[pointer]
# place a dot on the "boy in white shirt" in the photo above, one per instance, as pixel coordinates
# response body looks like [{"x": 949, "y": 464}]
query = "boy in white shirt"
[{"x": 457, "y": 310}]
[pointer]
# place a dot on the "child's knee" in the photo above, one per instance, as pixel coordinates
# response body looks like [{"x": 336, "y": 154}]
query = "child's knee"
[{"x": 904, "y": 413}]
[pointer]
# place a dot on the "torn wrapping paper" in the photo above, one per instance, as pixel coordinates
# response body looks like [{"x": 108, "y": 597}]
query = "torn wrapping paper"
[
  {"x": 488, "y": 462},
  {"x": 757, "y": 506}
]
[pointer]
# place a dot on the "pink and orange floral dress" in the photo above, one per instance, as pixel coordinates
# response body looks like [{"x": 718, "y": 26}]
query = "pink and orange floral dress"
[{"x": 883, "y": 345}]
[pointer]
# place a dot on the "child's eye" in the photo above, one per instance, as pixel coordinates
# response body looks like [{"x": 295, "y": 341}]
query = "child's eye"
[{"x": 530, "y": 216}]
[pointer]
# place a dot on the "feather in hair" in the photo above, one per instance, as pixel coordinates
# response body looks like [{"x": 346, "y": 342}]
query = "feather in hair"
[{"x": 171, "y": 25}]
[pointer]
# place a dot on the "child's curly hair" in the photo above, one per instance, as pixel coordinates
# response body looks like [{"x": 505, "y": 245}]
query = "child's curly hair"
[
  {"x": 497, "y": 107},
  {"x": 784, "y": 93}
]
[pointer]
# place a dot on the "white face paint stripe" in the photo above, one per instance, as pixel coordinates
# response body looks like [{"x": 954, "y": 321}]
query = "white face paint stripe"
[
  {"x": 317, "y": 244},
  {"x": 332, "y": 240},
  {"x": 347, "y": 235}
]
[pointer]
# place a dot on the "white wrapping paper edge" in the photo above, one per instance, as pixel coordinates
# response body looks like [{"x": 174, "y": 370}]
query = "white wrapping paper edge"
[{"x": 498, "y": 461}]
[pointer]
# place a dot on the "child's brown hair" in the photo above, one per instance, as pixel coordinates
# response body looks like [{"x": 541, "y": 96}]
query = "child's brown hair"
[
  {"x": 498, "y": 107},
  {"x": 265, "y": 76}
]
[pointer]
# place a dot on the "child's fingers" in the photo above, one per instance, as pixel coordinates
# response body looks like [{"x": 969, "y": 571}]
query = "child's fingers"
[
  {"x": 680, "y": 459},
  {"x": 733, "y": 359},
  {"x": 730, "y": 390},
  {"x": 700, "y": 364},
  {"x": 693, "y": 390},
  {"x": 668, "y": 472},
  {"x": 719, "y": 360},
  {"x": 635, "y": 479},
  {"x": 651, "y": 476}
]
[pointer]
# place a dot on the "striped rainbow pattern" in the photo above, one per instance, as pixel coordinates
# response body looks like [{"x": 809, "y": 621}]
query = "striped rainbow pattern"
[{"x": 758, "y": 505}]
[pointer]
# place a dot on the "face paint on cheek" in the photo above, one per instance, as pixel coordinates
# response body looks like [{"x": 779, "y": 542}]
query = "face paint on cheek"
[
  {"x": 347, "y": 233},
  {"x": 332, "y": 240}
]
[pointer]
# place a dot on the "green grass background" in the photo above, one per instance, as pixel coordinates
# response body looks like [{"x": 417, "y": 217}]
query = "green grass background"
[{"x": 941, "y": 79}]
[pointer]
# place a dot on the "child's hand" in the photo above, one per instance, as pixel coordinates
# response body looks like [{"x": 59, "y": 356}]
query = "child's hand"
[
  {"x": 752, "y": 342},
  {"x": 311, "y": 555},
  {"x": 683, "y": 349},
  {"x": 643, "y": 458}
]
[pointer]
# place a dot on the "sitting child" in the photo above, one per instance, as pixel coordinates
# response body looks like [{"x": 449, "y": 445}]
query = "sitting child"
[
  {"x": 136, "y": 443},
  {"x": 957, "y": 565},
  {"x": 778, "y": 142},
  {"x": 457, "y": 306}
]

⁂

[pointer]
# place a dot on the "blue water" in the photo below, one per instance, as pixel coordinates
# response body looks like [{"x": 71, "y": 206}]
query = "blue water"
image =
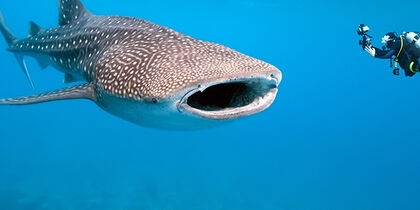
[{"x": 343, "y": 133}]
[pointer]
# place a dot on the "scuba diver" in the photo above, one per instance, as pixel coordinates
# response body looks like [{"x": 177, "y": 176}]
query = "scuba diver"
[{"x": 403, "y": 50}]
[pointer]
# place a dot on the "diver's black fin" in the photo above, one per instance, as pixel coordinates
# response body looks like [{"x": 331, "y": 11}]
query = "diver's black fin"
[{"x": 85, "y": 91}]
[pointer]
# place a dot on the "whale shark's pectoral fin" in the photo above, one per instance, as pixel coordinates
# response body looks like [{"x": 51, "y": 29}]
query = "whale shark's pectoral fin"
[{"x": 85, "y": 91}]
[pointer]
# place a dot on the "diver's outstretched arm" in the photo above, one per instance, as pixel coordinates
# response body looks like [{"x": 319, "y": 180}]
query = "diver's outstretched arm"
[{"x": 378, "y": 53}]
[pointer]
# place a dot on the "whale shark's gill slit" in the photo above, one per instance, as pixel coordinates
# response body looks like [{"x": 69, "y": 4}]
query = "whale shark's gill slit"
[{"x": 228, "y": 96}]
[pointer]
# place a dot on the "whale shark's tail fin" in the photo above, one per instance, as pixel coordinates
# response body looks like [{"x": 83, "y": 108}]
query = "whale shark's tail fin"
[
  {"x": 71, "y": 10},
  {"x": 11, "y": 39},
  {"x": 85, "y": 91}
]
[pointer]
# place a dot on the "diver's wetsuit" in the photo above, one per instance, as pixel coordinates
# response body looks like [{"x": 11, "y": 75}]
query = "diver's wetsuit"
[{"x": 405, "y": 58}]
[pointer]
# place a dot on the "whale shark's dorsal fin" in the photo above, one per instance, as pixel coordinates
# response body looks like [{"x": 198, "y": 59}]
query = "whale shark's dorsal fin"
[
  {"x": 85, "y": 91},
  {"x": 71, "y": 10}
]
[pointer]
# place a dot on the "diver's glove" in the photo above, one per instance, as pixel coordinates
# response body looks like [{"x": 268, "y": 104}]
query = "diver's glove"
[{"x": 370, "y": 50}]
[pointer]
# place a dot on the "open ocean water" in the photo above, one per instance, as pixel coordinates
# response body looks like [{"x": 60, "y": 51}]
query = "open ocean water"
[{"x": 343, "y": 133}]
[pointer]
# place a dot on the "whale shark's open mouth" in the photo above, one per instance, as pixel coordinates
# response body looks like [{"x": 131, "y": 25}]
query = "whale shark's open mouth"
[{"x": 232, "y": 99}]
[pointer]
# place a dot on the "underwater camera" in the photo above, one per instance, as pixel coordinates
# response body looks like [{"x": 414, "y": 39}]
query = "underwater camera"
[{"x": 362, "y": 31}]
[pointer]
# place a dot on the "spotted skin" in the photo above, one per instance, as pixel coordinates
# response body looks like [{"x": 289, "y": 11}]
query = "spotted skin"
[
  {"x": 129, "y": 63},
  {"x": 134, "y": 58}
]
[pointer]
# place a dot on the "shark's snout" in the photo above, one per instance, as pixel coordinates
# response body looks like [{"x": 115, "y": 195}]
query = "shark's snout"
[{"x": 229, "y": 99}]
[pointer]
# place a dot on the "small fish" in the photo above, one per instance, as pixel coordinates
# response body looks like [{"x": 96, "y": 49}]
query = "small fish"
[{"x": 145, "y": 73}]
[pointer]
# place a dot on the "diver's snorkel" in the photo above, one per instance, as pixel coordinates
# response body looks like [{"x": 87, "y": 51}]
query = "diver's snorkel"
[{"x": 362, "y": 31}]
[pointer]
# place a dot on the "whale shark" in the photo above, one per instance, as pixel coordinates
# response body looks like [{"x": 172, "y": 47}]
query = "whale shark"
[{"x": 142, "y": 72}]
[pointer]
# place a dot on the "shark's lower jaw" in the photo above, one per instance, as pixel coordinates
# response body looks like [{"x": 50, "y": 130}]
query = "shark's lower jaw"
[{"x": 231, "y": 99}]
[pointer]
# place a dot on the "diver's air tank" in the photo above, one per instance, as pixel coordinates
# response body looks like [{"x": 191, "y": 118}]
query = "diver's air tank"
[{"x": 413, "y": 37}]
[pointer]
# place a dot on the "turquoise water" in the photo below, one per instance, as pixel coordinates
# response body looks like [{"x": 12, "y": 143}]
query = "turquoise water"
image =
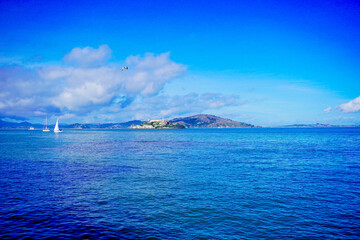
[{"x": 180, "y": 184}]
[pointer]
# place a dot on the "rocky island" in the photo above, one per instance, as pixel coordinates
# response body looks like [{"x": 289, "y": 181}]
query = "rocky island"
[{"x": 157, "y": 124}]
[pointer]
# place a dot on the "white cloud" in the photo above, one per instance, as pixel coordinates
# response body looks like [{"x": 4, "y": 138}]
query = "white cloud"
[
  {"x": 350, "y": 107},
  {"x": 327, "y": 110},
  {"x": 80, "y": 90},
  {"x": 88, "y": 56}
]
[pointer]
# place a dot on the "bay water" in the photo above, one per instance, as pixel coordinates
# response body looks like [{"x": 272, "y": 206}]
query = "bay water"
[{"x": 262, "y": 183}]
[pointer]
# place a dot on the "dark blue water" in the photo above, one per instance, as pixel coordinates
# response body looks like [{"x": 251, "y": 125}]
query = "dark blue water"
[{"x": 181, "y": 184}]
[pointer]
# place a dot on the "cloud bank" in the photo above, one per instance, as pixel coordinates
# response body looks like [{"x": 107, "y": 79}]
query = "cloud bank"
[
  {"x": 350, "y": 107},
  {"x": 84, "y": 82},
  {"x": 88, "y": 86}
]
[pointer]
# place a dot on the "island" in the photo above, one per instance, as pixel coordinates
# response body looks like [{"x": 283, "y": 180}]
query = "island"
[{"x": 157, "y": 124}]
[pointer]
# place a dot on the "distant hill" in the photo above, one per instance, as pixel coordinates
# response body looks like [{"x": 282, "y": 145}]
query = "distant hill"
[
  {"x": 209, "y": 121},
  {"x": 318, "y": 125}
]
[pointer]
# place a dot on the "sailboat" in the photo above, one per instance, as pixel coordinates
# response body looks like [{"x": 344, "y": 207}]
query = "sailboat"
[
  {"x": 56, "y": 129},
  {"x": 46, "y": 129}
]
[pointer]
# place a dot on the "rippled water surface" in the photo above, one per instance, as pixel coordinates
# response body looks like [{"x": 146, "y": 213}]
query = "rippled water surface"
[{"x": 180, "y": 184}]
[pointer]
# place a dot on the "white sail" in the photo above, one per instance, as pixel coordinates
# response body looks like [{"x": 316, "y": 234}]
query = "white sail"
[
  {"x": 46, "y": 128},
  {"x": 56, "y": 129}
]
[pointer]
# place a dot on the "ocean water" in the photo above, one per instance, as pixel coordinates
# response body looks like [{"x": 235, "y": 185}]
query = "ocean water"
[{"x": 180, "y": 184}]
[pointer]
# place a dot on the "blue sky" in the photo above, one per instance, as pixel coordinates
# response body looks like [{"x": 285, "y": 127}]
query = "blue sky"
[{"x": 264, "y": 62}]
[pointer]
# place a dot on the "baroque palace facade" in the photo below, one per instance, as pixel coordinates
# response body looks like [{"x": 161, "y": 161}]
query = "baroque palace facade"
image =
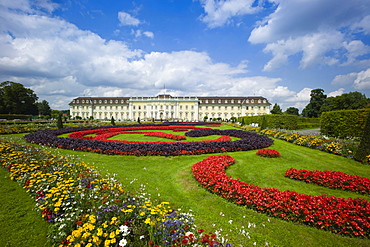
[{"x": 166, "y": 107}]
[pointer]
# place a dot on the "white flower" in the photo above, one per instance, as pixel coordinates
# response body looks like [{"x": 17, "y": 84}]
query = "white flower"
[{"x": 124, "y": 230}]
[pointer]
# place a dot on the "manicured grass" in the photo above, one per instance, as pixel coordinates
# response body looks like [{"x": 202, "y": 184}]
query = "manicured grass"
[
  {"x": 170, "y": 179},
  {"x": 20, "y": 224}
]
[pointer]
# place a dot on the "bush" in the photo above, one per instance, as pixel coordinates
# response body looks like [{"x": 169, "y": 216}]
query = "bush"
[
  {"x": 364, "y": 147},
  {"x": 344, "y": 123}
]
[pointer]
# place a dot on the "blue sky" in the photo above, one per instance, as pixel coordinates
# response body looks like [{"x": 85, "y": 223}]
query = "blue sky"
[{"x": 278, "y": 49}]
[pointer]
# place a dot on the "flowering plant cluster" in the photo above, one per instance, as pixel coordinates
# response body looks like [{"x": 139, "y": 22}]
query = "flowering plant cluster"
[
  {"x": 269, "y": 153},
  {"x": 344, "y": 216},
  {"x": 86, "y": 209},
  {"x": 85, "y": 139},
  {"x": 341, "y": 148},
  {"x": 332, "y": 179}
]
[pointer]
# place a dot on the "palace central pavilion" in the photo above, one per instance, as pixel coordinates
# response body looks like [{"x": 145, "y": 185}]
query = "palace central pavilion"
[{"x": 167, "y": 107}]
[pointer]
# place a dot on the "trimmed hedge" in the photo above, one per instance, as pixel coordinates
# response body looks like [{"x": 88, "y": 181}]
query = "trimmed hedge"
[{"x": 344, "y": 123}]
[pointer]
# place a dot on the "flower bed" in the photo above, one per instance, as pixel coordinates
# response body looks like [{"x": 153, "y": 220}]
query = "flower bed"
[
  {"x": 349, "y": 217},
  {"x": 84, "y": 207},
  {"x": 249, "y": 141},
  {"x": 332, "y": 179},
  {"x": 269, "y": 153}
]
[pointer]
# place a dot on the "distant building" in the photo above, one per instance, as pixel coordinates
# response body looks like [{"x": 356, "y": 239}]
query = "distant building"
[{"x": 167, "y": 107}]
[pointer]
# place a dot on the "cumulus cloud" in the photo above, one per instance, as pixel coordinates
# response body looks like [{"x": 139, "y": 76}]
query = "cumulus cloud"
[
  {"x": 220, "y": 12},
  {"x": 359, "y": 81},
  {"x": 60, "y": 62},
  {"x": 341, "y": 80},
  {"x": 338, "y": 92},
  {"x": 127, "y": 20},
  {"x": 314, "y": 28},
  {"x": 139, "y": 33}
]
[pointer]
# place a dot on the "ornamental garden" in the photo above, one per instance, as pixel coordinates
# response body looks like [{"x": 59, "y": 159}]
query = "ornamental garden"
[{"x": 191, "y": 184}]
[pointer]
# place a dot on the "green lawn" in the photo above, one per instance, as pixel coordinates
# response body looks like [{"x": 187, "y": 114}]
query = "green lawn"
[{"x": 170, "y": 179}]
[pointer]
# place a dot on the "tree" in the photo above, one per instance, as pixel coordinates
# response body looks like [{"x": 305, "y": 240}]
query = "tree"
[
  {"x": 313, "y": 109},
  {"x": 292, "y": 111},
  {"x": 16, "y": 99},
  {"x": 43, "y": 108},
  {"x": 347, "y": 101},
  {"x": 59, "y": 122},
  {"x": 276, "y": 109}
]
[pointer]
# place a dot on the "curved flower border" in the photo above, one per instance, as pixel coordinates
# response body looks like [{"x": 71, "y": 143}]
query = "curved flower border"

⁂

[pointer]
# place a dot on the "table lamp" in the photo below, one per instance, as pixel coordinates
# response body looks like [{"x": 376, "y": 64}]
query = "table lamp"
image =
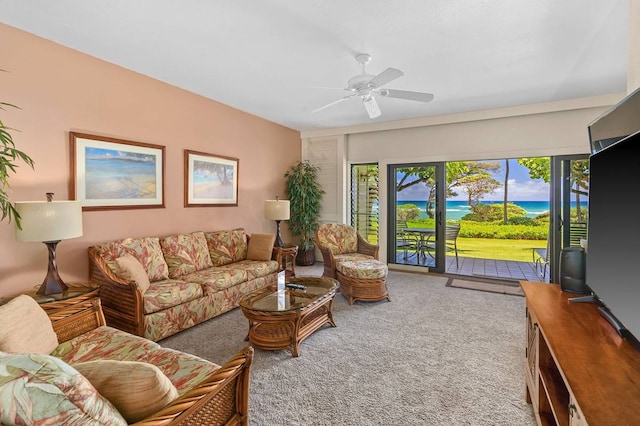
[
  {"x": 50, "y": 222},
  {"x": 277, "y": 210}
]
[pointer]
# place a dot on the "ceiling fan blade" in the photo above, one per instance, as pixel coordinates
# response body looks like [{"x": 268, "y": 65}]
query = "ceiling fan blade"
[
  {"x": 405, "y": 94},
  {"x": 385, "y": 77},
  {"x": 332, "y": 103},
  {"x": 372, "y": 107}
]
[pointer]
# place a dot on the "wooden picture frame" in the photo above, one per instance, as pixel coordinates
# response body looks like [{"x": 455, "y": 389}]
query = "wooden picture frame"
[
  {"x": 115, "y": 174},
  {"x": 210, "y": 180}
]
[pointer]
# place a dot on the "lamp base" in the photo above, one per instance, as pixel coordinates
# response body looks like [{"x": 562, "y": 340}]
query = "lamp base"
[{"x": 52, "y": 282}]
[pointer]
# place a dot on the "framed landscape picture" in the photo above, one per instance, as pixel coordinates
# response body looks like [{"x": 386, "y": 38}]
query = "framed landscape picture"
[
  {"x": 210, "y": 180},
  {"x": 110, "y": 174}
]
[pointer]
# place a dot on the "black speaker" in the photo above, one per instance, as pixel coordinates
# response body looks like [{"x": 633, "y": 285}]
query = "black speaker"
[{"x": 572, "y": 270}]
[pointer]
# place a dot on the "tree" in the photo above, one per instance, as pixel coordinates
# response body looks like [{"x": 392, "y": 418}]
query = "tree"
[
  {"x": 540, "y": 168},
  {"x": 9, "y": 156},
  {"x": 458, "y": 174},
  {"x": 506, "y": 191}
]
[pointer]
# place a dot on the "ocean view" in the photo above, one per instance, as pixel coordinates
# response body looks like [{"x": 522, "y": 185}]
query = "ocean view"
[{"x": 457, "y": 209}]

⁂

• What the task asks: Above are the entries; copy every line among them that contains the word "table".

• Task output:
# place a dot on the "table lamp" in the photo below, one per instance, as pixel coordinates
query = "table lamp"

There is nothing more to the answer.